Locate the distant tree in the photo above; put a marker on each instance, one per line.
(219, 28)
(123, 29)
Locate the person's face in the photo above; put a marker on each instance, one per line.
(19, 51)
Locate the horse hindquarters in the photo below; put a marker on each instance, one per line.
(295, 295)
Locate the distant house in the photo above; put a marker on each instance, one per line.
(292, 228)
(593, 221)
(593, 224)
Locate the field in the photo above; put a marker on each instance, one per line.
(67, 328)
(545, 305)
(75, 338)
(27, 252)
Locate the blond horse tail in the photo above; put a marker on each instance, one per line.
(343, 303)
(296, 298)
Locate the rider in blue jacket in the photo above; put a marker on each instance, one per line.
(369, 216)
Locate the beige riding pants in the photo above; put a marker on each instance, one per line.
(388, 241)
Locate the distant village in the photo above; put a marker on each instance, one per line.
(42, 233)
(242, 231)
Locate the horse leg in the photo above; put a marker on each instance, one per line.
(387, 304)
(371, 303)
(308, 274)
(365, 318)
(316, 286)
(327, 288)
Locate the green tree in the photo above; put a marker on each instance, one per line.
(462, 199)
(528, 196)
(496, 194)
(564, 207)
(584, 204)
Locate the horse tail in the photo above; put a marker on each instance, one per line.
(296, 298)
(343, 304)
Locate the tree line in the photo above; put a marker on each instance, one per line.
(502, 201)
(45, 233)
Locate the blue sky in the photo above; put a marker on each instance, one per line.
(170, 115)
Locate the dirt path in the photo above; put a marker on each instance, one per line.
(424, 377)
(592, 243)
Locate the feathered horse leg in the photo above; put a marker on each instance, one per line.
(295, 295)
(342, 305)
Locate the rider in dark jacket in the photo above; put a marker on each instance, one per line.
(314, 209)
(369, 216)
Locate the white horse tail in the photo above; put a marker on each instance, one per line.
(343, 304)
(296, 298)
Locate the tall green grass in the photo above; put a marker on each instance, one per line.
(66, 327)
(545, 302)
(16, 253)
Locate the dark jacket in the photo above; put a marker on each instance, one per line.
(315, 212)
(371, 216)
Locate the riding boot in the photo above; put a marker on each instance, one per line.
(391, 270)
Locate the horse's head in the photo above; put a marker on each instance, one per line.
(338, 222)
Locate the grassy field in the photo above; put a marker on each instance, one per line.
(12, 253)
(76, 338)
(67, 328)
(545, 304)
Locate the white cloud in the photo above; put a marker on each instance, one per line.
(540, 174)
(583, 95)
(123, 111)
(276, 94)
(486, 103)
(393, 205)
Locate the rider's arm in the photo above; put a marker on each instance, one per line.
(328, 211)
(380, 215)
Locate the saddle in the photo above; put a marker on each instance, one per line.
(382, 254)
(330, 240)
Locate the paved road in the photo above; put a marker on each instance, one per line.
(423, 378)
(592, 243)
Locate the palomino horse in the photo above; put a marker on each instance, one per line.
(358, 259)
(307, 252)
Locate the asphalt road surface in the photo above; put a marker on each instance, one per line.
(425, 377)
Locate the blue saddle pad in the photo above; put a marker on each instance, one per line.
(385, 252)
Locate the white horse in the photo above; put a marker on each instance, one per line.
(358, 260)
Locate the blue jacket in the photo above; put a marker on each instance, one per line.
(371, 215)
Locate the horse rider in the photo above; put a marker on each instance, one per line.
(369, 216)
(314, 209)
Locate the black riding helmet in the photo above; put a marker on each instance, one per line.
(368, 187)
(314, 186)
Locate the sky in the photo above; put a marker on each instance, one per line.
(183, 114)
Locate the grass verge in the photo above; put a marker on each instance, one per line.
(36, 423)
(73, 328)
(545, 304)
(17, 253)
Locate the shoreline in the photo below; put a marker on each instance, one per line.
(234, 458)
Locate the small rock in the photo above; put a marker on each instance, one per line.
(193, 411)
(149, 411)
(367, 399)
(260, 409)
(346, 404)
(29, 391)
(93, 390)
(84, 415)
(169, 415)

::::

Task statement
Reproduce every line of the records above, character for character, in the same order.

Exercise answer
Locate the distant tree in the photo above; put a marker on each instance, one per line.
(219, 28)
(123, 29)
Locate the person's face in the photo above; put a marker on each instance, one per line.
(19, 51)
Locate the horse hindquarters in the photo below; put a marker on each instance, one per line.
(295, 295)
Locate the distant house in the photo above; put a marker on each instance, one per line.
(292, 228)
(593, 221)
(593, 224)
Locate the field in the photo above; put a marker on each instance, one per line.
(67, 328)
(545, 305)
(75, 338)
(27, 252)
Locate the blond horse tail in the photo above; put a marker on each instance, one per line.
(343, 303)
(296, 298)
Locate the rider in blue jacket in the photo above; put a marker on each instance, one per line.
(369, 216)
Locate the beige riding pants in the photo above; put a marker on each instance, one per line.
(388, 241)
Locate the distant village in the photo above; put a marker on each instance, one per line.
(42, 233)
(242, 231)
Locate the horse leg in the photo above; put a marker on each instance, one per line.
(387, 304)
(371, 303)
(308, 274)
(365, 318)
(316, 286)
(327, 288)
Locate the green tree in the photo above; put a marker on each instance, one per line.
(462, 199)
(528, 196)
(496, 194)
(564, 207)
(584, 204)
Locate the horse tail in the photo above; put a marker on each instance, one per line.
(296, 298)
(343, 304)
Locate the tree line in the photo above; put a marker on each instance, one per line.
(502, 201)
(45, 233)
Locate the blue sky in the photo above; put a marker on each instance, one per line.
(170, 115)
Locate the dirt path in the photo above; put a marker on each instance, one per line.
(424, 377)
(592, 243)
Locate the feathered horse leg in the photo above; put a marker on each instance, one per line.
(295, 295)
(342, 305)
Locate the rider in dark jacket in the photo above; put a marker on each instance, one per line.
(314, 209)
(369, 216)
Locate the white horse tail in the photo above; put a marker on each instance, one per line.
(343, 304)
(296, 298)
Locate the tall green grass in the photo above; put a marker on each instance, one per line.
(66, 327)
(545, 302)
(16, 253)
Locate the dark jacket in the photo above; put a marker on each instance, one per line.
(315, 212)
(371, 216)
Locate the riding boot in the photo above; put a marker on each instance, one per line.
(391, 270)
Locate the horse's head in the photo above; put a marker on each instance, one per line.
(338, 222)
Locate the grassy field in the photo above; put a marker on each instance, one per line.
(12, 253)
(76, 338)
(67, 328)
(545, 304)
Locate the white cloud in the photo above; put a marker on each instance, one per line.
(540, 174)
(583, 95)
(123, 111)
(276, 94)
(486, 103)
(393, 205)
Locate the rider's arm in the photo above; put a marker on each instance, one per line.
(328, 211)
(380, 215)
Locate the saddle in the photo above; put a marker on each instance, one per line.
(382, 254)
(330, 240)
Locate the paved road in the photo above; put a marker on each instance, one per line.
(423, 378)
(592, 243)
Locate the palomino horse in the photo above; put a marker on each instance, one per line.
(358, 259)
(307, 252)
Locate the asphalt road surface in the photo above; put a marker on each instance, one per line.
(425, 377)
Locate the blue saddle pad in the photo above; put a marker on each instance, one per line.
(385, 252)
Locate the white horse in the photo above; put a marker on each instance, one per line.
(358, 260)
Locate the blue jacket in the photo above; put a marker on each instance, one per line.
(371, 215)
Locate the horse rider in the photo above; put a marker on each instance, one per line.
(369, 216)
(314, 209)
Locate the black riding helmet in the photo above; put a marker on each instance, one per line.
(368, 187)
(314, 186)
Locate the sky in the photo above; put a marker on each instance, one per line.
(183, 114)
Locate the grass verge in the photo above; put a marker on each instance, one per line.
(36, 423)
(73, 328)
(545, 304)
(17, 253)
Locate the shoreline in the photo below; put a marker on each instance, one per line.
(234, 458)
Locate the small rock in the photo above; put a marker on each instance, one per line.
(193, 411)
(149, 411)
(367, 399)
(260, 409)
(346, 404)
(29, 391)
(93, 390)
(84, 415)
(169, 415)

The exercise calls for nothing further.